==== THE INPUT ====

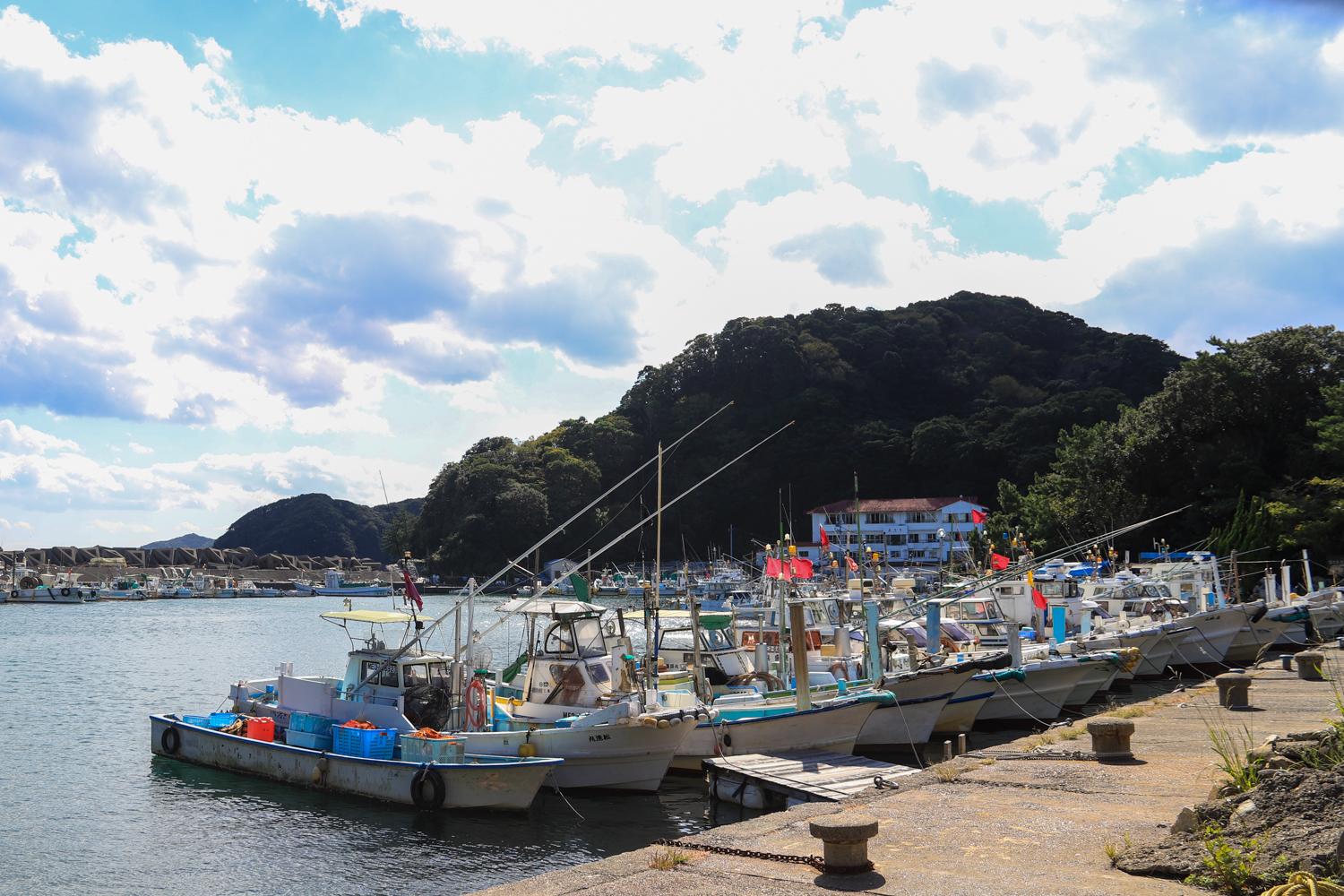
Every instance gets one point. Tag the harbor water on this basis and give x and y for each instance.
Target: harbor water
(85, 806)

====
==== THE INPUT ====

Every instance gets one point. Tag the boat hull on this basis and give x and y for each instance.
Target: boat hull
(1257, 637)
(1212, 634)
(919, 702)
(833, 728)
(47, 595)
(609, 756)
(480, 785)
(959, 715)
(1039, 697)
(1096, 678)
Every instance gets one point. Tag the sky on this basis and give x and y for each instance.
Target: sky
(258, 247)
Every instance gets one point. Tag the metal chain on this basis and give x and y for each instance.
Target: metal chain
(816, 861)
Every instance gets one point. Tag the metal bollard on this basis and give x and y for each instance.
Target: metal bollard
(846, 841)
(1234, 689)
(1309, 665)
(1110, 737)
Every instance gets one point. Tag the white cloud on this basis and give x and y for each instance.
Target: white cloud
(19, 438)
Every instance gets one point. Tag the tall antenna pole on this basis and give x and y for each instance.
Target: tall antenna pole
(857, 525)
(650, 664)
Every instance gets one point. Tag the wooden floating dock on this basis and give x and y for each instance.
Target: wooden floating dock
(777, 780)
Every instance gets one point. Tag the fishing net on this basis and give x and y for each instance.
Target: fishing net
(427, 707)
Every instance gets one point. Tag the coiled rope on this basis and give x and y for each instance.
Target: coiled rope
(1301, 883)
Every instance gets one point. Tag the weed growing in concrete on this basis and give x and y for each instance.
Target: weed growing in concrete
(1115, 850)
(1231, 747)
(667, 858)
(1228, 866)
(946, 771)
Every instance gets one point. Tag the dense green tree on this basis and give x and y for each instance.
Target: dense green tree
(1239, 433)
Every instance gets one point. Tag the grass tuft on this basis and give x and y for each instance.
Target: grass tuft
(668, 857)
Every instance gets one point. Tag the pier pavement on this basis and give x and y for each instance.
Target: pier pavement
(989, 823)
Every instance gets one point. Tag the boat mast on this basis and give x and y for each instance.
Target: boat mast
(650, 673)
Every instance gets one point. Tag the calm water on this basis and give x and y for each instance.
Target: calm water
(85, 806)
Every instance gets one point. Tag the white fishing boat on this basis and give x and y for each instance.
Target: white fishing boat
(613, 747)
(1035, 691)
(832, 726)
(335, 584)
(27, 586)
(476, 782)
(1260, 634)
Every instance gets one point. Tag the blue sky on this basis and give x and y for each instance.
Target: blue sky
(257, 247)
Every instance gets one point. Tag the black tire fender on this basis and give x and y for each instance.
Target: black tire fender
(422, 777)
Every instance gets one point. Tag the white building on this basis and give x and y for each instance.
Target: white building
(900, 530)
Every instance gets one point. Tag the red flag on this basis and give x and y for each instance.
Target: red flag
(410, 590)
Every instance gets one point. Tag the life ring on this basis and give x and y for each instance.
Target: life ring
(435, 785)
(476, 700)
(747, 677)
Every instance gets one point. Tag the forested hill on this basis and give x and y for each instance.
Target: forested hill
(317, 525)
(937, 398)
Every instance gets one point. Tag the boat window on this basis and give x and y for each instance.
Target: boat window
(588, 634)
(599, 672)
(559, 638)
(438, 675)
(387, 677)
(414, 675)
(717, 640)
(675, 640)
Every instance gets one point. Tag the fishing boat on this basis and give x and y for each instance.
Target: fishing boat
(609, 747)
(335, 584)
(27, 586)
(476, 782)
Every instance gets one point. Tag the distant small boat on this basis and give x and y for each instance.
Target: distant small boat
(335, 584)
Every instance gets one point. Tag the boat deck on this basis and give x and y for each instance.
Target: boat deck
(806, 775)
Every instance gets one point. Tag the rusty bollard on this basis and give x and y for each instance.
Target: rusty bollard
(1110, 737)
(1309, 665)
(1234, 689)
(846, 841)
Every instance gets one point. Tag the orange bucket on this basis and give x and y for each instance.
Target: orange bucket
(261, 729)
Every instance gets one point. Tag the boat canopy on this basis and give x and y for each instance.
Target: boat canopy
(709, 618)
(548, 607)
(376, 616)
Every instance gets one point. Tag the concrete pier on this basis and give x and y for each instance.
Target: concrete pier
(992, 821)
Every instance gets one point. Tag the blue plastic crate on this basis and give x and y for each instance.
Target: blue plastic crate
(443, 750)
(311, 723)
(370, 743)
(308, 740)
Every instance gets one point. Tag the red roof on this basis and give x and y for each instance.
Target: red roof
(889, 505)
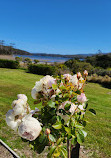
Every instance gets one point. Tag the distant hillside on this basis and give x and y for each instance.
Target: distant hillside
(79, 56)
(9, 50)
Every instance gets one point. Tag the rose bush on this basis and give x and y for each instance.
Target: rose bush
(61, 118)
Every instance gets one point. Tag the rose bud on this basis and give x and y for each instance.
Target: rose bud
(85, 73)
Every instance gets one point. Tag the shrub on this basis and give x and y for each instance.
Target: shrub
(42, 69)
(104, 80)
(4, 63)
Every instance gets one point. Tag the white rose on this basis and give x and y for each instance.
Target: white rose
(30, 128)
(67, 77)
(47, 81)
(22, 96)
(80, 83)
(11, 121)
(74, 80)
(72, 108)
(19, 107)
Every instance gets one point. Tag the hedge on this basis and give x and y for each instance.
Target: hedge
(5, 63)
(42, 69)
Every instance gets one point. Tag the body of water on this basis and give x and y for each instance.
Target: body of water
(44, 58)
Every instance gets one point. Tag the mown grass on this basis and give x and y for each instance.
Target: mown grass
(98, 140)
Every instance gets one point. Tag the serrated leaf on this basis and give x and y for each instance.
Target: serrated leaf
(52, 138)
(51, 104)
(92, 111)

====

### [REQUIRED WORK]
Will you return exactly the lines above from the one with "Target: red flag" down to the one with "Every instance gets one point. Tag the rusty", counting both as part of the range?

### [RESULT OF THE TASK]
Target: red flag
(410, 590)
Every instance gets one point. Tag the life ring on this basis and give x and y for each instance.
Target: life ring
(435, 785)
(476, 700)
(747, 677)
Every instance gets one point. Tag the forested hill on this basis and give x and y for each instance.
Target: forested hill
(317, 525)
(937, 398)
Every instance gets one point. Tag the boat window on this basis and give x and y for each instance.
Target: boat window
(588, 634)
(599, 672)
(559, 638)
(438, 675)
(387, 677)
(414, 675)
(717, 640)
(675, 640)
Every instance gets one point. Tag the fishing boat on this basis and give x and y for each instance.
Target: fishing boat
(609, 747)
(335, 584)
(27, 586)
(476, 782)
Every instance gets one point. Tag the distant small boat on this basis and give x and y for each instance.
Target: distant small boat
(335, 584)
Every instance gets one point. Tag the boat deck on this basis and give x and y for each instance.
Target: boat deck
(806, 775)
Every instance gets one point. Tag the rusty bollard on this basis and give x and y for each instance.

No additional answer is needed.